(Stored entries)
== Segment start ==

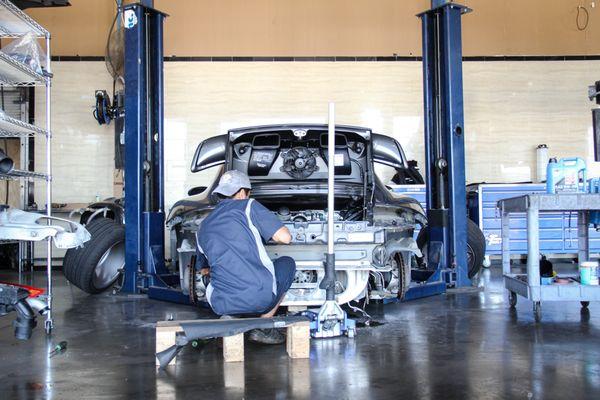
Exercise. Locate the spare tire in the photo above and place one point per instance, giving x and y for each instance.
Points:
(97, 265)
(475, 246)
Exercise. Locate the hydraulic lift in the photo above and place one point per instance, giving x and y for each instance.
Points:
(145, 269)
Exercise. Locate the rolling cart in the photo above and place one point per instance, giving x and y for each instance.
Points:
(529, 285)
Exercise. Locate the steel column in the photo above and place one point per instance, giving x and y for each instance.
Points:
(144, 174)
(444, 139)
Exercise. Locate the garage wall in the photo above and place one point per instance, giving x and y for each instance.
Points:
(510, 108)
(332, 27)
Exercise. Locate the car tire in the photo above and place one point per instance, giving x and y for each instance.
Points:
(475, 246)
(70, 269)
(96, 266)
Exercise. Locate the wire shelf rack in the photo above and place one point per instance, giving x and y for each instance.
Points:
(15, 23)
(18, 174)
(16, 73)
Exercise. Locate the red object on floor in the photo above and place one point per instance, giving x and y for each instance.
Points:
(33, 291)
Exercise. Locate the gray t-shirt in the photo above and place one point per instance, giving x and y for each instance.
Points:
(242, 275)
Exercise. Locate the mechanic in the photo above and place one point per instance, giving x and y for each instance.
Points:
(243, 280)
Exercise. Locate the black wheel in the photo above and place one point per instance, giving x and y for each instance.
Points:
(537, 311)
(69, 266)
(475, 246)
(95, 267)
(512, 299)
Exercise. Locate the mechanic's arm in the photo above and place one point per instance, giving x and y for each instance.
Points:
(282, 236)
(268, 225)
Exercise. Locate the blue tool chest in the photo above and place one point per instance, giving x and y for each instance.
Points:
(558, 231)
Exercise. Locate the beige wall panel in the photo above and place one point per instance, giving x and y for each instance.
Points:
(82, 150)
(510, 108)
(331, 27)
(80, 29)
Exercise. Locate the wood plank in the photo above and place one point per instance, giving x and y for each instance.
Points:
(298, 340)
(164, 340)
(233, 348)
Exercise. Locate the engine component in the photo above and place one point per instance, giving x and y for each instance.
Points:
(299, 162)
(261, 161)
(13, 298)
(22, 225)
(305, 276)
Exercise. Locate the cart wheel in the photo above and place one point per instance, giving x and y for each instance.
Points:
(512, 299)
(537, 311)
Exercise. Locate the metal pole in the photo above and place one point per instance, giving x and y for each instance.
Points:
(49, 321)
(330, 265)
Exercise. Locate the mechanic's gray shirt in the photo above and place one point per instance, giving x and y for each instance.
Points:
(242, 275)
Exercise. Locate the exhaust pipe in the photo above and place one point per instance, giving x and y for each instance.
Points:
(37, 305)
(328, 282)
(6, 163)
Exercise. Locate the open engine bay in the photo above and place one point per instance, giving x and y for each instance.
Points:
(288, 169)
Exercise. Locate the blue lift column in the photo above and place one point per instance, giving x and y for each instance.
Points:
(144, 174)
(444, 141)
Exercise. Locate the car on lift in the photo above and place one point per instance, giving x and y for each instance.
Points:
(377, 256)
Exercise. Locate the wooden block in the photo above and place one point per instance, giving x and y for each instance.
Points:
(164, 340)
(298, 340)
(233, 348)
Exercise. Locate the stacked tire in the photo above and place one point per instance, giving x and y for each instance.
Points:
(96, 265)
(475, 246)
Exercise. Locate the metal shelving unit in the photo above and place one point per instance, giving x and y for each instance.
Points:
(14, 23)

== Segment end ==
== Segment start ==

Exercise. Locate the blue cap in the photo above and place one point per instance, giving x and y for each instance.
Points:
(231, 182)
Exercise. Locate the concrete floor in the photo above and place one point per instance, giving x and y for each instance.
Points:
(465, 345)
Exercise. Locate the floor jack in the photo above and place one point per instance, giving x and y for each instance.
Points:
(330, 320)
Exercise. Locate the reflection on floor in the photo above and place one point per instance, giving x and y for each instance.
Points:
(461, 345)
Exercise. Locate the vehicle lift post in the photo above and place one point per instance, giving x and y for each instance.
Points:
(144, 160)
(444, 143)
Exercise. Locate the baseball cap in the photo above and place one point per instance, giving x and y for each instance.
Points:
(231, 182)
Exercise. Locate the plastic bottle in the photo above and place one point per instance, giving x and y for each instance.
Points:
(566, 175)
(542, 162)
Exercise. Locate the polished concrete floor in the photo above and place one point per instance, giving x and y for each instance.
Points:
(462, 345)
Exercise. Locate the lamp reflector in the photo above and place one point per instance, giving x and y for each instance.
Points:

== Segment end ==

## WHAT THE TASK ASKS:
Every line above that includes the string "wall" needs to be copied.

## COMPLETED EXERCISE:
Exercise. Locate the garage wall in the photo above and place one point per instance, giving x and y for each instance.
Exercise. Locate the beige wall panel in the photo above and place one point per instance, giving x and y for each instance.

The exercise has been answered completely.